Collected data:
━━━━━━━━

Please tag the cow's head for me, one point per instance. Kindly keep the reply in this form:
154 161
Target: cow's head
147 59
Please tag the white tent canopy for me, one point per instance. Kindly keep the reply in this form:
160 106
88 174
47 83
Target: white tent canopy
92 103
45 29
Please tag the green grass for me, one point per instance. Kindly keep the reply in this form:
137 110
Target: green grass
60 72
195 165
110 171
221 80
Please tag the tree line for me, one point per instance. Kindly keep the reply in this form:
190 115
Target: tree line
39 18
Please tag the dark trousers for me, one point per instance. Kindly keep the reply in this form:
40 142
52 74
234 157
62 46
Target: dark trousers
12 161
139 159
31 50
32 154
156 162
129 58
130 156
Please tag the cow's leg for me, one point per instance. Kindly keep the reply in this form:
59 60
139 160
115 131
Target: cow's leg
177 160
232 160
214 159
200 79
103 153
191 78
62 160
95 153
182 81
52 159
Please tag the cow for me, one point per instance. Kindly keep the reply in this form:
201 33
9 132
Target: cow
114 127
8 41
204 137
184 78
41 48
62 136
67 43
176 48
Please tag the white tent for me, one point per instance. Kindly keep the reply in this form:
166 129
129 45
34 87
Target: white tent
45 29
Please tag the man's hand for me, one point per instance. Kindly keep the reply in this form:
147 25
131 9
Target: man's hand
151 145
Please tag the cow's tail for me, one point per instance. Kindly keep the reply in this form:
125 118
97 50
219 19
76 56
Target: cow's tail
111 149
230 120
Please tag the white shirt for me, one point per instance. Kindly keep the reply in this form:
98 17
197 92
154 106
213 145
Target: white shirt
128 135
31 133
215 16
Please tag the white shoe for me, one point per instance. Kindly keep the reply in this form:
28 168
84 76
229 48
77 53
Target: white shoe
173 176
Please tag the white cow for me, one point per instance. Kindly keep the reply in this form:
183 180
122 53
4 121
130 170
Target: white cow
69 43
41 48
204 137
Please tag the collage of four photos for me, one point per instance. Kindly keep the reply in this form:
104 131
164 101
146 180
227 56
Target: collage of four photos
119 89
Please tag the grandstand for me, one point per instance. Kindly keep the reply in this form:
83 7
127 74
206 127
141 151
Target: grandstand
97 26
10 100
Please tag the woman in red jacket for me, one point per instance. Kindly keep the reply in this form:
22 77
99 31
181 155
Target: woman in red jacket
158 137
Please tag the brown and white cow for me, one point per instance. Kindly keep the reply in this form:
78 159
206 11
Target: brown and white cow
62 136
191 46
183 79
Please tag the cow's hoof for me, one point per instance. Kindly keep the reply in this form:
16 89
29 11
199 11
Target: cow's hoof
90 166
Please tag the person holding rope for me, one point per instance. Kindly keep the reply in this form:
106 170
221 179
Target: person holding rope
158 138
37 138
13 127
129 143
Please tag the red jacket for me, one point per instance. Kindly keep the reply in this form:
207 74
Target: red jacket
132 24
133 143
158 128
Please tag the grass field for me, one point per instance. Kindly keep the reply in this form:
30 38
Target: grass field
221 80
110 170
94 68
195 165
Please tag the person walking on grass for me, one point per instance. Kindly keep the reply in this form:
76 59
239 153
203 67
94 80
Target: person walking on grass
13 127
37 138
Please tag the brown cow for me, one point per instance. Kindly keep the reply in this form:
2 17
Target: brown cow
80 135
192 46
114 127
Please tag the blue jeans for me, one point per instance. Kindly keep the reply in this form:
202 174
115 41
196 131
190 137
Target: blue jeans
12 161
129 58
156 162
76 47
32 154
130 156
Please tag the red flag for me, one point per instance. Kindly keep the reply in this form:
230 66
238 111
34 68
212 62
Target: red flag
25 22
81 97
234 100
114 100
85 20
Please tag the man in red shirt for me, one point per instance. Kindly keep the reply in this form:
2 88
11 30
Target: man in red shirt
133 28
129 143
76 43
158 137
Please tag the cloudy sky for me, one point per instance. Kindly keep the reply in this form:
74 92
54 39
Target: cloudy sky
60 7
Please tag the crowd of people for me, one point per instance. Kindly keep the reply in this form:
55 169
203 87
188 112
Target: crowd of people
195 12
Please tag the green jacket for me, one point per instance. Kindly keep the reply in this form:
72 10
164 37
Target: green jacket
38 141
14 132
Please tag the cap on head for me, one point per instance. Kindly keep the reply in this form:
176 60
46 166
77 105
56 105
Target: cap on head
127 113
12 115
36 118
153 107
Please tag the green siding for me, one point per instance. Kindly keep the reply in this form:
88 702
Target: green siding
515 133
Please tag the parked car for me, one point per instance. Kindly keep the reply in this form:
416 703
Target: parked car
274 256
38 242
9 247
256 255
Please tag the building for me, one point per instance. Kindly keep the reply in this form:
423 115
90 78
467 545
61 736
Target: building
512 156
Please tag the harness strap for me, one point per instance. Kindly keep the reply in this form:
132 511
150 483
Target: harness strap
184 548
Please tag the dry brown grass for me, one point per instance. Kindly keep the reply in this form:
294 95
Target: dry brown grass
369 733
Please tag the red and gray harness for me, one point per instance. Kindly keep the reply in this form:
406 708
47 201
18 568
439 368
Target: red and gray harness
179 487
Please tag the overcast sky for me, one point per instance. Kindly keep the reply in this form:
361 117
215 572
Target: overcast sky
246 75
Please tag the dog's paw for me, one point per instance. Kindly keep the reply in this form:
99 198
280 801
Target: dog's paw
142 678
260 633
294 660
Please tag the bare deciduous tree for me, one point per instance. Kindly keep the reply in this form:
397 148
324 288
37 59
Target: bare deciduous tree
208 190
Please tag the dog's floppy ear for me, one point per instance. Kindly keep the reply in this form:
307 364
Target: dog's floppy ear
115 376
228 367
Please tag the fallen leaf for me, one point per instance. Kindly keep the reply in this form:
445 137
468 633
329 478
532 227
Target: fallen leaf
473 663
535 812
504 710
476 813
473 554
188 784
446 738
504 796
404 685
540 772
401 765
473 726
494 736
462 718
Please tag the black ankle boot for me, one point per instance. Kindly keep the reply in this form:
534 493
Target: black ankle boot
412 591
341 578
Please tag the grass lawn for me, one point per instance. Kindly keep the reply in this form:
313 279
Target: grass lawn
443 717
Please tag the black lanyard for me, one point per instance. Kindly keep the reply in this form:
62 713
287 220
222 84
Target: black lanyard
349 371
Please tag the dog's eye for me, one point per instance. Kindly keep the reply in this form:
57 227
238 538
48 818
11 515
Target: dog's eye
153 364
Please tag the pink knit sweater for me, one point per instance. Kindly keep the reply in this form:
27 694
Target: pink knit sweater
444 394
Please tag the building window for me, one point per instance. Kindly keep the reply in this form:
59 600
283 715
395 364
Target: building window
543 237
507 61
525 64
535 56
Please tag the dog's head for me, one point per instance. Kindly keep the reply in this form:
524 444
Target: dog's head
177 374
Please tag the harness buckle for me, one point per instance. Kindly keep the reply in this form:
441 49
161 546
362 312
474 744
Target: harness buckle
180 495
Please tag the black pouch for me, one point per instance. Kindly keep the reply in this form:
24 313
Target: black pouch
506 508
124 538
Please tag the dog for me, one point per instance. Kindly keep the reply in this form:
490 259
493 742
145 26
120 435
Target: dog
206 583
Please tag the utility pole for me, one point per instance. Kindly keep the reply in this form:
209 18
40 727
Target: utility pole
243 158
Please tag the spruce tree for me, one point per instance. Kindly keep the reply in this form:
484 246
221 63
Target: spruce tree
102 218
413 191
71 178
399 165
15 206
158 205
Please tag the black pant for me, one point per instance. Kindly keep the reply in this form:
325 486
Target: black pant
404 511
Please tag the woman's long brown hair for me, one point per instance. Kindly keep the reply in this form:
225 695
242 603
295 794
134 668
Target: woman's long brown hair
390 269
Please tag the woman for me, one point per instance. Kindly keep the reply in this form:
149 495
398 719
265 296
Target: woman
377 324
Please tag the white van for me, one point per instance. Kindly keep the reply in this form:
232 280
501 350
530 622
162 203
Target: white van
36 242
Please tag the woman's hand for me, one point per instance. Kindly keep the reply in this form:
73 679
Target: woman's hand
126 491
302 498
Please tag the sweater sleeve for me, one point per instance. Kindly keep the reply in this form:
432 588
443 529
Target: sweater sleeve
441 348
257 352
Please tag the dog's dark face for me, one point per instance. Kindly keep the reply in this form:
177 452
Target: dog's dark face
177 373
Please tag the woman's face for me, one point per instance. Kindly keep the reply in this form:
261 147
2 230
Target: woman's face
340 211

━━━━━━━━

Please give a word-for-word repetition of the lines from the one containing "Please tag the woman for" through the last line of the data above, including both, and nothing besides.

== TASK OUTPUT ==
Please tag the woman for me, one point per instance. Kindly keep the reply in this form:
149 495
398 719
265 296
Target: woman
377 324
Please tag the white van for me, one point per instance. Kindly keep the reply in this form:
232 280
501 350
530 622
162 203
Target: white van
36 242
Please tag the woman's hand for me, one point per instance. Kindly keep the reply in this form:
73 679
Target: woman's hand
126 491
302 498
Please tag the sweater sleeve for me, one point per instance. Kindly keep the reply in this form:
432 588
443 529
Target: sweater sleeve
441 348
257 352
Please tag the dog's dark face for me, one point per instance. Kindly keep the reply in this form:
177 452
Target: dog's dark face
177 373
Please tag the woman's face for me, one point per instance. Kindly keep the reply in this form:
261 147
2 230
Target: woman's face
340 211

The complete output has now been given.